*EXERCISE DESCRIPTION*
Copy the records exactly. Every line must match.

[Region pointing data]
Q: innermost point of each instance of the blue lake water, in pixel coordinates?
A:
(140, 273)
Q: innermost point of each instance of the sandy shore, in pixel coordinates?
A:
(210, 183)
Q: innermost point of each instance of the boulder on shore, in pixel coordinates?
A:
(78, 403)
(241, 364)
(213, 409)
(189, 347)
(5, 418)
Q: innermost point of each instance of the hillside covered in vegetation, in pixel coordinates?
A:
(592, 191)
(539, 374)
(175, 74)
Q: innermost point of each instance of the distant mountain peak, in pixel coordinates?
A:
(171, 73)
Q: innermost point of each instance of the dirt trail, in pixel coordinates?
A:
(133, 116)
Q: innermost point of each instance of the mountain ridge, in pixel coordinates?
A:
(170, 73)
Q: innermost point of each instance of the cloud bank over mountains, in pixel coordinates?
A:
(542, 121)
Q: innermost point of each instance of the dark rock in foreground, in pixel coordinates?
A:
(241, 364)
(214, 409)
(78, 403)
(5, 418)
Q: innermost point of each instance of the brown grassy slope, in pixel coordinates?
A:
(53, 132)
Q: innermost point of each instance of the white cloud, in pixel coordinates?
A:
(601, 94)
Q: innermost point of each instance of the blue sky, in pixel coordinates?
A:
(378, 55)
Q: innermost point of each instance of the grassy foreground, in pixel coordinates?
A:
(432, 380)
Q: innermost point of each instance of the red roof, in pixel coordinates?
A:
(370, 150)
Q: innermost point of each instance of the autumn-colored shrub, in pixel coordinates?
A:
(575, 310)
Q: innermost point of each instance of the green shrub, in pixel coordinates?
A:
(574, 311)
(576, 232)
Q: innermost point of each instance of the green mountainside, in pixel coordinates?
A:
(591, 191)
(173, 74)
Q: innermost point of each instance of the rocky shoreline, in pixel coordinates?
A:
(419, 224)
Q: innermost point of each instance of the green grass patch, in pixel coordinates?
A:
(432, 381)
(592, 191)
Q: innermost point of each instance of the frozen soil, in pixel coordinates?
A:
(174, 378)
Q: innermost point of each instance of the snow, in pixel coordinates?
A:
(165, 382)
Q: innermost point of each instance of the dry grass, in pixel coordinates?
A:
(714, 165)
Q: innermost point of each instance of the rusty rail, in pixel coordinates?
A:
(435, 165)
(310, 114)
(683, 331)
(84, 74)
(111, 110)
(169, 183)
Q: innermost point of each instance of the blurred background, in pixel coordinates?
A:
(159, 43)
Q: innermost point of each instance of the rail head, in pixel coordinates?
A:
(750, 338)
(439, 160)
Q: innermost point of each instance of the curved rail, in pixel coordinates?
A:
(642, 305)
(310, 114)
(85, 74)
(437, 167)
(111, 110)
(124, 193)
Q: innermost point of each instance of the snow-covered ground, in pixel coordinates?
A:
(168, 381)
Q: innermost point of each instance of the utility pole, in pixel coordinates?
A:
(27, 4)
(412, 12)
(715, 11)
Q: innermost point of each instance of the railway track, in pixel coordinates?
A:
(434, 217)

*WORKED SOLUTION*
Q: innermost point of each instance of the blue lake water, in pixel coordinates?
A:
(140, 273)
Q: innermost point of each instance of the sandy shore, in pixel coordinates?
A:
(210, 183)
Q: innermost point of each instance of the boulder on shore, in pixel coordinates?
A:
(78, 403)
(241, 364)
(213, 409)
(189, 347)
(5, 418)
Q: innermost point of each instance of the hillside covered in vegetation, in pixel coordinates?
A:
(592, 191)
(539, 374)
(175, 74)
Q: innermost point of each instance of the distant mountain peak, in pixel coordinates?
A:
(171, 73)
Q: innermost point of each instance of the dirt trail, in pixel coordinates?
A:
(133, 116)
Q: innermost point of each instance of the mountain ridge, in pixel coordinates?
A:
(170, 73)
Q: innermost point of each instance of the cloud bank over mountains, in pixel coordinates?
A:
(542, 121)
Q: innermost point of each instance of the dark rock in foreground, in pixel coordinates?
A:
(241, 364)
(214, 409)
(78, 403)
(5, 418)
Q: innermost point of each instance of the brown grassy slope, in pixel coordinates?
A:
(53, 132)
Q: innermost point of each instance of the white cloud, in pixel coordinates?
A:
(601, 94)
Q: innermost point of each instance of the blue sky, in pixel coordinates?
A:
(378, 55)
Q: innermost point of each instance of the grassy foreground, in pixel coordinates?
A:
(432, 380)
Q: innermost point of each instance of the red roof, in pixel coordinates?
A:
(370, 150)
Q: innermost point of each instance of the autumn-colored shrub, in pixel coordinates?
A:
(575, 310)
Q: innermost point of each instance of the green shrub, in pixel coordinates?
A:
(574, 311)
(576, 232)
Q: innermost point of each instance of the green mountainside, in pixel coordinates?
A:
(591, 191)
(173, 74)
Q: innermost point of each instance of the rocky shoreline, in pixel coordinates?
A:
(419, 224)
Q: innermost point of each instance of the green grass patch, in pixel coordinates?
A:
(432, 381)
(592, 191)
Q: innermost point of each instance of the frozen soil, in pixel coordinates?
A:
(174, 378)
Q: innermost point of each instance of the snow, in pixel coordinates?
A:
(165, 382)
Q: innermost point of each instance of the dry grass, in pixel coordinates?
A:
(714, 165)
Q: innermost point of each instance of the rusty rail, in pixel coordinates?
A:
(435, 165)
(310, 114)
(683, 331)
(84, 74)
(111, 110)
(169, 183)
Q: innermost point of each instance of the blurred background, in pixel coordinates?
A:
(159, 43)
Q: innermost point of each instance of the rail head, in pixel coordinates?
A:
(750, 338)
(439, 160)
Q: innermost point of each instance of the curved rail, in pixel coordinates?
A:
(642, 305)
(310, 114)
(85, 74)
(437, 167)
(111, 110)
(124, 193)
Q: innermost point of each instance of the snow-covered ground, in pixel coordinates?
A:
(168, 381)
Q: innermost point of each instance of the utility pole, in pixel coordinates?
A:
(27, 4)
(412, 12)
(715, 11)
Q: innermost point of each instance of the railway track, in pixel coordinates?
A:
(434, 217)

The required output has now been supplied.